• SET EXERCISE:
Pull out every line in the records below that contains the word "window". Case counts, so match capital and lowercase letters precisely.
— start RECORD EXTRACTS —
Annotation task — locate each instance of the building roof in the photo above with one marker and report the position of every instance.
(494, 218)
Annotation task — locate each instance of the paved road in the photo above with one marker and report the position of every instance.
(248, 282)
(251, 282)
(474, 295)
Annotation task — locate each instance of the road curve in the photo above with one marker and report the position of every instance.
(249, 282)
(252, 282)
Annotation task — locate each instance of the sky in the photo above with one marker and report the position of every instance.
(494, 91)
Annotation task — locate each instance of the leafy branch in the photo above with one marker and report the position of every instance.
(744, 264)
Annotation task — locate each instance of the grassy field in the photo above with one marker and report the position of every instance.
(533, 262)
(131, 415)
— end RECORD EXTRACTS —
— start RECORD EXTRACTS —
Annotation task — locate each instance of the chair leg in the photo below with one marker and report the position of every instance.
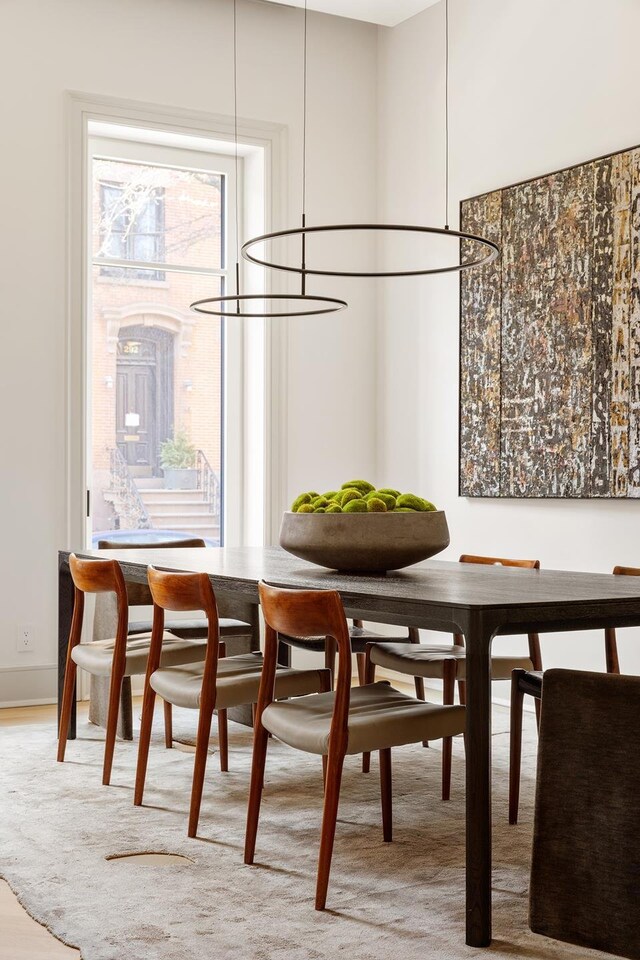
— end RECORD EXTRACTS —
— start RECORD EXTRACTS —
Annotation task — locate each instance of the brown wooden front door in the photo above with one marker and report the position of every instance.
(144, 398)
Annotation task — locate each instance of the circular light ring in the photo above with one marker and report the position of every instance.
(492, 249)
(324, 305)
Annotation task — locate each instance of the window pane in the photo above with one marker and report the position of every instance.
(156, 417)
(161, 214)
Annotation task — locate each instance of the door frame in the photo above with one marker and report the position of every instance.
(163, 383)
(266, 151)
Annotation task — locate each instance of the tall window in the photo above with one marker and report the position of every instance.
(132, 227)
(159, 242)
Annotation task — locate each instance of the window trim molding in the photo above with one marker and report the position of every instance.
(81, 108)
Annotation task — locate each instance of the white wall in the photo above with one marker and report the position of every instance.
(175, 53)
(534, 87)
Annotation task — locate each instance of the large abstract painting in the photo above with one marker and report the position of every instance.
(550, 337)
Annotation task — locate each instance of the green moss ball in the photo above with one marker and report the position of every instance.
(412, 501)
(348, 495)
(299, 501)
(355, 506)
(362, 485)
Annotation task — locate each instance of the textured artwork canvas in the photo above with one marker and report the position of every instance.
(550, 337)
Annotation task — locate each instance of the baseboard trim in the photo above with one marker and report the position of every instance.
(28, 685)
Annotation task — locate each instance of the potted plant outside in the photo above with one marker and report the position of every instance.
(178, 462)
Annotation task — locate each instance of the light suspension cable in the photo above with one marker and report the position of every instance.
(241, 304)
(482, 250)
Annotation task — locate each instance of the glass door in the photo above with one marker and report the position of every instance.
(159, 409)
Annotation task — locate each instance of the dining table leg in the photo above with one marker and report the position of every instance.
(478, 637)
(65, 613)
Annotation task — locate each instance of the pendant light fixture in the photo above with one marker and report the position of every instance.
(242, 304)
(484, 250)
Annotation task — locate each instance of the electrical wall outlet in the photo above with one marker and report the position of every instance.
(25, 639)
— end RECORD EXTRACTS —
• EXPECTED OUTPUT:
Annotation task — locate each instance of the window pane in the photo above with one marker and report the position of every instance.
Annotation task — locate each instance of the tall window in the photo above with one marker and report the position of every instance.
Annotation task — locate each instance of the window trim molding in the photo above with one marker and report the position of every instance.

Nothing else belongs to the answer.